▸ WRITTEN INSTRUCTION:
Pull out each line from the rows below that contains the word "sweater", and copy those lines unchanged.
_ _ _
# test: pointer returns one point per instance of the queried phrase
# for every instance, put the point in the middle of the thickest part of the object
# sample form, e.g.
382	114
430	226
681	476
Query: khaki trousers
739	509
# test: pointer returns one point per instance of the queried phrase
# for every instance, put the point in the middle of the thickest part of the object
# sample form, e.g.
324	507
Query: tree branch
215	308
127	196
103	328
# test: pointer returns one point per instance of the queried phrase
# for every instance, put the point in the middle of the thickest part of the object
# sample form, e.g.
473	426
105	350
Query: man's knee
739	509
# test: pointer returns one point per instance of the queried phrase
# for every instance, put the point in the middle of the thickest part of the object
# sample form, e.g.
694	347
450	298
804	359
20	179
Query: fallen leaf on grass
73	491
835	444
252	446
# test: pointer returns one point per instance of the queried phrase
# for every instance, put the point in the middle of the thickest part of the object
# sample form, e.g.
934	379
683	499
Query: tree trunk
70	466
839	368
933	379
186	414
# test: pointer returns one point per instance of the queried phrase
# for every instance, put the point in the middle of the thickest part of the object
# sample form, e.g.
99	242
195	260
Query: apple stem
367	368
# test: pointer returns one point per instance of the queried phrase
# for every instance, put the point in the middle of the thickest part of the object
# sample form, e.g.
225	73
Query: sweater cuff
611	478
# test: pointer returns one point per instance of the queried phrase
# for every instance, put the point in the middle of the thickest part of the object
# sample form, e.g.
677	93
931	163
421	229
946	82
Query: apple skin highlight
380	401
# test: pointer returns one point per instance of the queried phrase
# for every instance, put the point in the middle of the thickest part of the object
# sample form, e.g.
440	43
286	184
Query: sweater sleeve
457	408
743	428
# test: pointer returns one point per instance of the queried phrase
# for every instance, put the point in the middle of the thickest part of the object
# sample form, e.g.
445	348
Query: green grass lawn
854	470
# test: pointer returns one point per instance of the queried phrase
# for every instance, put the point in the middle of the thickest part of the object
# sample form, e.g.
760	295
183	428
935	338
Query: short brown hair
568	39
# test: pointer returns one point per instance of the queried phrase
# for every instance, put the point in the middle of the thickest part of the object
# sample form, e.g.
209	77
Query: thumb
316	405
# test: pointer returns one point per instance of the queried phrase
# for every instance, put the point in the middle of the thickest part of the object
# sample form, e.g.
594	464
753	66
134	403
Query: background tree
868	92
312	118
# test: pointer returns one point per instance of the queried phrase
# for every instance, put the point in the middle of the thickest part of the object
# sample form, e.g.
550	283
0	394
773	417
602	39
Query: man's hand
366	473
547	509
_ _ _
▸ FINISHED ANSWER:
Query: sweater cuff
Query: sweater sleeve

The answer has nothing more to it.